— WORK REQUIRED —
Every line from the line containing "find small window" through the final line below is to be repeated exactly; no other line is.

— Start —

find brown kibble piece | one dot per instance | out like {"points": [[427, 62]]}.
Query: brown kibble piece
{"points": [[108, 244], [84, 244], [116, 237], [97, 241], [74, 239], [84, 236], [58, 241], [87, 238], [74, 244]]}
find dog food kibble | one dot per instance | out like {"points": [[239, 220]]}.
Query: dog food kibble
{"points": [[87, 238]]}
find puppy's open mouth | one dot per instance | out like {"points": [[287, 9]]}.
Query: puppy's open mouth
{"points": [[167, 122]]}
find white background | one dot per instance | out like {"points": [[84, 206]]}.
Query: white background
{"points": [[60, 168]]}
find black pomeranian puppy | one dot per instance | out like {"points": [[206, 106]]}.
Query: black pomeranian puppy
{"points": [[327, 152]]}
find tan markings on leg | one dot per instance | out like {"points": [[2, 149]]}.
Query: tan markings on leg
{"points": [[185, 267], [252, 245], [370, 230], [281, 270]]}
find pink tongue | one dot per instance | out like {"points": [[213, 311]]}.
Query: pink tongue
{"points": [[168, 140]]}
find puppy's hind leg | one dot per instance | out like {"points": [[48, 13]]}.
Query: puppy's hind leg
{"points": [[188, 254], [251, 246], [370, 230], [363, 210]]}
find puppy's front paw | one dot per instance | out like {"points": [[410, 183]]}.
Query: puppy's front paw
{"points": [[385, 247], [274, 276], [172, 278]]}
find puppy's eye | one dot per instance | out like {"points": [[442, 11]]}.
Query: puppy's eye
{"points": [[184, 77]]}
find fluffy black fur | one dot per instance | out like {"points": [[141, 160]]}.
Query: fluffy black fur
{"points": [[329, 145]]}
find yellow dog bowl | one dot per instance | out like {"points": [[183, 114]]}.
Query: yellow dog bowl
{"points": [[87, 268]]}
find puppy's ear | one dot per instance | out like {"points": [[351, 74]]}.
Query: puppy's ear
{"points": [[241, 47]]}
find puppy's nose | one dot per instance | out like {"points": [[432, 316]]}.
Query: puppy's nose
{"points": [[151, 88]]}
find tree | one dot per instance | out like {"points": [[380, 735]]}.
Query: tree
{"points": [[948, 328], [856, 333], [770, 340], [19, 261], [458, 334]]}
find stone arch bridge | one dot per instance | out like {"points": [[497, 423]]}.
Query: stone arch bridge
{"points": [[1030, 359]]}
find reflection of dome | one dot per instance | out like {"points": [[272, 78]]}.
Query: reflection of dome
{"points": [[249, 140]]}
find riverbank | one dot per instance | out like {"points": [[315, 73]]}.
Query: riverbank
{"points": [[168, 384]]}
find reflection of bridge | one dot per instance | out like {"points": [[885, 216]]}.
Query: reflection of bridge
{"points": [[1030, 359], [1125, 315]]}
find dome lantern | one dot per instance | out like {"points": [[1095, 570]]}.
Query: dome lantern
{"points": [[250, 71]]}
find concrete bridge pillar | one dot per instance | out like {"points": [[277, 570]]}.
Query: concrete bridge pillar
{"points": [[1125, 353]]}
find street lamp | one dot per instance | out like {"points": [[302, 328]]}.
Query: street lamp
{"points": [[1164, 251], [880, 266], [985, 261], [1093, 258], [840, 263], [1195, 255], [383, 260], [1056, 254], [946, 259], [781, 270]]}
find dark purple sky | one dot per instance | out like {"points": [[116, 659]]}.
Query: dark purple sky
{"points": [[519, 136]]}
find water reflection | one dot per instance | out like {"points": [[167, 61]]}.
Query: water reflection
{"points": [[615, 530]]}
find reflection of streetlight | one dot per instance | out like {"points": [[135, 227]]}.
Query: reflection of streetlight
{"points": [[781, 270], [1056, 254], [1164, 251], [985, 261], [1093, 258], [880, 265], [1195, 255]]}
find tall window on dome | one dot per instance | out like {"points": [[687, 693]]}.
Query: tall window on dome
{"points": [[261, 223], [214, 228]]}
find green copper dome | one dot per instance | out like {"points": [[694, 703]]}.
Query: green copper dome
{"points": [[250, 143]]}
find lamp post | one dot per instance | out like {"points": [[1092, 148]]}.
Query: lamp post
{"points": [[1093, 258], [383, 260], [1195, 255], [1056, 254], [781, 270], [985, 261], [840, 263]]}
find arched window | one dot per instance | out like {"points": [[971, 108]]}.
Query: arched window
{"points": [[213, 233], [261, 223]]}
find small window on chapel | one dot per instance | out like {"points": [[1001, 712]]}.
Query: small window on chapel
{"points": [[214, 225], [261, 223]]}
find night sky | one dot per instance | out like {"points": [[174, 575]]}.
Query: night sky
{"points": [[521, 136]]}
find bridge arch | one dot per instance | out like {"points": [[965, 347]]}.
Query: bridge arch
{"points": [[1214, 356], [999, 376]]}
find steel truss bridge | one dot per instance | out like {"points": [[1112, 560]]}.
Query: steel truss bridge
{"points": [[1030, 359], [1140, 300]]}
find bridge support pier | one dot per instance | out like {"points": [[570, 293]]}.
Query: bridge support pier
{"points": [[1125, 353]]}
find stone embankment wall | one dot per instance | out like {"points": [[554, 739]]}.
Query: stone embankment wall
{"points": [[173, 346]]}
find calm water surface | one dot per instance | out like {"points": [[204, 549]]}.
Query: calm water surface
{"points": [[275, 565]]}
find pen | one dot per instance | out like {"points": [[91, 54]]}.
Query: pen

— End —

— OUTPUT OF THE TASK —
find small window on chapel | one dot per instance | out like {"points": [[1001, 712]]}.
Query: small window on chapel
{"points": [[214, 225], [261, 223]]}
find night sky | one dot per instance | out like {"points": [[174, 575]]}.
Query: night sky
{"points": [[521, 136]]}
find bridge arch | one dot per instance | out like {"points": [[965, 347]]}.
Query: bridge arch
{"points": [[1214, 356], [999, 376]]}
find steel truss bridge | one dot per instance | out like {"points": [[1112, 560]]}.
Query: steel truss bridge
{"points": [[1030, 359], [1140, 300]]}
find bridge support pier | one dot per instance | out like {"points": [[570, 293]]}.
Query: bridge support pier
{"points": [[1125, 353]]}
find stone embankment wall | one dot per instance | out like {"points": [[554, 739]]}.
Query: stone embankment wall
{"points": [[173, 346]]}
find calm water surface | one dot per instance | out like {"points": [[204, 549]]}.
Query: calm water surface
{"points": [[275, 565]]}
find pen | one dot per instance | out like {"points": [[91, 54]]}.
Query: pen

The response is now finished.